- WHAT IS EXPECTED
Pull out every line of the entries below that contains the word "blue" and list each one.

────────────────

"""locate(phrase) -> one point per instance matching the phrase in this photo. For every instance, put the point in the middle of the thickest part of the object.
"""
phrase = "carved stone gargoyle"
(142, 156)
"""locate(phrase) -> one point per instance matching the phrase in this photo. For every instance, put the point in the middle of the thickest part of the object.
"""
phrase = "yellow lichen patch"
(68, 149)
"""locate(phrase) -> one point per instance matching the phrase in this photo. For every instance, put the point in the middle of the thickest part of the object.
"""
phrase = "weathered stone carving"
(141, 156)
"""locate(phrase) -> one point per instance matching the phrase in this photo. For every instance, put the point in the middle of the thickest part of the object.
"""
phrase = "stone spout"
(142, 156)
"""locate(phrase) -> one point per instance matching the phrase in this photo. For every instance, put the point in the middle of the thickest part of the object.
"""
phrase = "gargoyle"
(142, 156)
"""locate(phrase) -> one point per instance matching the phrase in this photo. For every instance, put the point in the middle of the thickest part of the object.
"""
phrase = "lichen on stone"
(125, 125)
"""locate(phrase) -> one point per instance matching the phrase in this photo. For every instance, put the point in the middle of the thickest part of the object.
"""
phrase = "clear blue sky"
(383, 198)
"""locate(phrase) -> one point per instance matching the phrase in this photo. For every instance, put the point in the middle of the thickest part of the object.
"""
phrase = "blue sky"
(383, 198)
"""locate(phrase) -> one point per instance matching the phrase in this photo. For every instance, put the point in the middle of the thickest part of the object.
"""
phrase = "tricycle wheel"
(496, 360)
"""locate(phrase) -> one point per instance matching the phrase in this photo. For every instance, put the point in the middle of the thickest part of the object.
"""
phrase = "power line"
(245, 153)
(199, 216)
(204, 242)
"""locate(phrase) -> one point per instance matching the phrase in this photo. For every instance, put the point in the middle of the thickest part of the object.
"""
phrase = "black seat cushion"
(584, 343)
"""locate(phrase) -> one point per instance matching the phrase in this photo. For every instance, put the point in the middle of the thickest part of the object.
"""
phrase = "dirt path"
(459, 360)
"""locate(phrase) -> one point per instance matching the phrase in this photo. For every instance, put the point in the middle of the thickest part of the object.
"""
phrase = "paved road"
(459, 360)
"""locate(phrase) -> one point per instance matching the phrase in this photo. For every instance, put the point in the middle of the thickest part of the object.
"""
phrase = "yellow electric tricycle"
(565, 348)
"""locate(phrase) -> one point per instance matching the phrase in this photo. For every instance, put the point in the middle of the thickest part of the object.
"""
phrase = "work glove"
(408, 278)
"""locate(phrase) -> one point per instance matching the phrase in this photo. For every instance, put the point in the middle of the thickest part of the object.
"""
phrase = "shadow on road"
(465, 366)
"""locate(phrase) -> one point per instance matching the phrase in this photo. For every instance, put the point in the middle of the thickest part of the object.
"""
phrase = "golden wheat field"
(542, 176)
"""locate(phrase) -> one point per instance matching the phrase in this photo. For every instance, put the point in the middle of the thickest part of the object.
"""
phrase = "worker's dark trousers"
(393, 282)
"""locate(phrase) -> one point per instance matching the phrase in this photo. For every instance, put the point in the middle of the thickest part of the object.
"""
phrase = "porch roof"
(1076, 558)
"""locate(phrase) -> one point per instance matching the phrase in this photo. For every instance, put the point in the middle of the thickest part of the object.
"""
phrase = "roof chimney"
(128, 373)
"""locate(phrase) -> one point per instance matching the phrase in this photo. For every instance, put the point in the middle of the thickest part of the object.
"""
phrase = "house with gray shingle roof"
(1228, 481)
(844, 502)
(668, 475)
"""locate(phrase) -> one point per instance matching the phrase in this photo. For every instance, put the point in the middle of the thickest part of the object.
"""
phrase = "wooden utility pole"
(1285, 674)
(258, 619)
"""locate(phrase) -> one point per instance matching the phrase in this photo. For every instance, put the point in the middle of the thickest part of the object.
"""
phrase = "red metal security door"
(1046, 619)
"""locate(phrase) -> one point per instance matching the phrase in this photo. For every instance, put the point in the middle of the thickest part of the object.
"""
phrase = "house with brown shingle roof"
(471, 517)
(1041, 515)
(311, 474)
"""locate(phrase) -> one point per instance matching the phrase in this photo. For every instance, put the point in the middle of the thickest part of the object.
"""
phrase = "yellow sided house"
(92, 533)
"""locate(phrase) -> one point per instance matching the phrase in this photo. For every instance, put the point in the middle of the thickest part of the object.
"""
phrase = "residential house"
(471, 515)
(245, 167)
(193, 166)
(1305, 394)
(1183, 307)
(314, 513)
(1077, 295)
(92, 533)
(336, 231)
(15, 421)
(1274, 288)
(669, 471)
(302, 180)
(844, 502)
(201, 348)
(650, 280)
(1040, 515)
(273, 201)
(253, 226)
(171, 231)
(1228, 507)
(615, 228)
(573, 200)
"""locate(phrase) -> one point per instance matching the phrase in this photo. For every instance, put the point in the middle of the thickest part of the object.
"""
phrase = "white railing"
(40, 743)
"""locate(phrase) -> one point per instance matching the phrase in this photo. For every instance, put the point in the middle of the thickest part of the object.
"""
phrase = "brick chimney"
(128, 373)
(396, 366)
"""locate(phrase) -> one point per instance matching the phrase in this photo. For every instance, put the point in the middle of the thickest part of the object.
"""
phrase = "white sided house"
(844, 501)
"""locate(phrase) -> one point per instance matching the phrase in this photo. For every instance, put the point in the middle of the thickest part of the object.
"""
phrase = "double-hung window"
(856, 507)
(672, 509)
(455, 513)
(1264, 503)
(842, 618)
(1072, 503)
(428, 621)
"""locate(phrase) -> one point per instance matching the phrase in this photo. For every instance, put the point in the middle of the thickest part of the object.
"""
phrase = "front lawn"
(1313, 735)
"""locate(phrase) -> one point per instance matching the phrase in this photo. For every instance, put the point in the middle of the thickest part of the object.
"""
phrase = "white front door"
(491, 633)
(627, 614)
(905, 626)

────────────────

- COMPLETE ANSWER
phrase = "clear blue sky"
phrase = "blue sky"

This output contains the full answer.